*EXERCISE INSTRUCTIONS*: Rewrite the lines below, changing "filling" to "spread" and leaving everything else as it is.
━━ DATA FOR PROCESSING ━━
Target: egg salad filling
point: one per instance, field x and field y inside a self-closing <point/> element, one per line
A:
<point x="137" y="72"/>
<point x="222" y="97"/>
━━━
*TASK RESPONSE*:
Target: egg salad spread
point: one per instance, field x and field y inside a self-closing <point/> element, one per line
A:
<point x="137" y="72"/>
<point x="222" y="97"/>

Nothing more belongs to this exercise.